• Texte fourni:
/---

Ce qu'il me reste... de mots. (Part. 1)

Peut-être qu'on devrait arrêter. De regarder en arrière, de vivre dans le passé... Mais l'art, parfois, s'inscrit si fort en nous et dans le temps ! Alors que reste-t-il en moi de 2019 ?

Il reste une rentrée littéraire puissante et aux plumes incroyables :

77 de Marin Fouqué
Une bête au paradis de Céline Coulon

Digérer. Laisser se répandre en soi deux petits chocs littéraires. Ils disent la terre, crient l’humain abîmé, chacun à sa façon. L’un - Marin Fouqué - au rythme tendu, fait grouiller les mots, gicler des souvenirs sur un abribus, creuse les personnages et les âmes de son style. Ce style ! Des sillons profonds qui laissent entrevoir le dedans, les pensées, le passé. L’autre - Céline Coulon - nous entraîne de bonheur sucré en tragédie boueuse, avec une plume simple et juste. Elle écrit le sol, les racines qui nous traversent ou qu’arrache un virage dangereux. Elle écrit l’amour, le contrarié, le contrariant, indéfectible et infini. Elle enrobe la bouse de beaux mots, d’images fortes.

\---

• Liste des consignes:
- A) Réécrivez le passage du texte sur la rentrée littéraire qui va de « 77 de Marin » jusqu'à « mots, d’images fortes. », en modifiant « abribus » pour mettre « banc » à sa place.
- B) Relevez toutes les phrases du texte sur la rentrée littéraire qui commencent par le mot « Elle ».

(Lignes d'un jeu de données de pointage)
/---

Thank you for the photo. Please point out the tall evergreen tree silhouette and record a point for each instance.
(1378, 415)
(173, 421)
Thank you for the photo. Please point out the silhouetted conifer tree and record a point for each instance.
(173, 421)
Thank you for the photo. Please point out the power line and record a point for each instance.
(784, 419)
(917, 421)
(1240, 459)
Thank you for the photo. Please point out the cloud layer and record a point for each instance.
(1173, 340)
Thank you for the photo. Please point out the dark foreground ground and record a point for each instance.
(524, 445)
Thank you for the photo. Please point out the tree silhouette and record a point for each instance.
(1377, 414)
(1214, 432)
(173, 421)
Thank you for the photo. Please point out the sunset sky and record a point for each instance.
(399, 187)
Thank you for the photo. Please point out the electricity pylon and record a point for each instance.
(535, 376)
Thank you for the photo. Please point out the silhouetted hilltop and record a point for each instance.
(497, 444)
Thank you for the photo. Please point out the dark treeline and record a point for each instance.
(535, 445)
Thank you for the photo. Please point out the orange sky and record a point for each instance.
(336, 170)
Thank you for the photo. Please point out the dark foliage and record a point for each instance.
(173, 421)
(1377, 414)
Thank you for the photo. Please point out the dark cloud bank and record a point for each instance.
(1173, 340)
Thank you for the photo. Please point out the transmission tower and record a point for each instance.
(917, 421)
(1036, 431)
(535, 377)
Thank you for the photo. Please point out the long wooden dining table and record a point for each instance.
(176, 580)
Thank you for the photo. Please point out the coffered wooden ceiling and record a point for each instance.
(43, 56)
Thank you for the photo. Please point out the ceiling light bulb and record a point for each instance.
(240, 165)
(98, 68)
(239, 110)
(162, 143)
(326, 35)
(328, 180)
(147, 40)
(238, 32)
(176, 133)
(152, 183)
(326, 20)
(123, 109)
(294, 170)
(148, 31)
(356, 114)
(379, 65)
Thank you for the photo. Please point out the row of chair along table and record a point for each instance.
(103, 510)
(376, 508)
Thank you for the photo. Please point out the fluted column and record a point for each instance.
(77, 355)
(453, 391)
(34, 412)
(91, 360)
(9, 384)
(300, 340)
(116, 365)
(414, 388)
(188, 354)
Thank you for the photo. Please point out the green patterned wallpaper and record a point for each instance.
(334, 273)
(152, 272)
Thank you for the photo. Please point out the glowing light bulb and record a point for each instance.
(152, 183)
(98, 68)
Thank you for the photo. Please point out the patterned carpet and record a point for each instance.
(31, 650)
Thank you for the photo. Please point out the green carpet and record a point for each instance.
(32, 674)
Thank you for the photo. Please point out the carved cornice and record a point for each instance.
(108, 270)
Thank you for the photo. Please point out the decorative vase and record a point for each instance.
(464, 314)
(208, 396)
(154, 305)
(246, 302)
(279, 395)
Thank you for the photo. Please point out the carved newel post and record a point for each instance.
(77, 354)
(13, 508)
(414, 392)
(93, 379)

\---

• Corrigé des exercices:
- A)
77 de Marin Fouqué
Une bête au paradis de Céline Coulon

Digérer. Laisser se répandre en soi deux petits chocs littéraires. Ils disent la terre, crient l’humain abîmé, chacun à sa façon. L’un - Marin Fouqué - au rythme tendu, fait grouiller les mots, gicler des souvenirs sur un banc, creuse les personnages et les âmes de son style. Ce style ! Des sillons profonds qui laissent entrevoir le dedans, les pensées, le passé. L’autre - Céline Coulon - nous entraîne de bonheur sucré en tragédie boueuse, avec une plume simple et juste. Elle écrit le sol, les racines qui nous traversent ou qu’arrache un virage dangereux. Elle écrit l’amour, le contrarié, le contrariant, indéfectible et infini. Elle enrobe la bouse de beaux mots, d’images fortes.

- B)
- Elle écrit le sol, les racines qui nous traversent ou qu'arrache un virage dangereux.
- Elle écrit l'amour, le contrarié, le contrariant, indéfectible et infini.
- Elle enrobe la bouse de beaux mots, d'images fortes.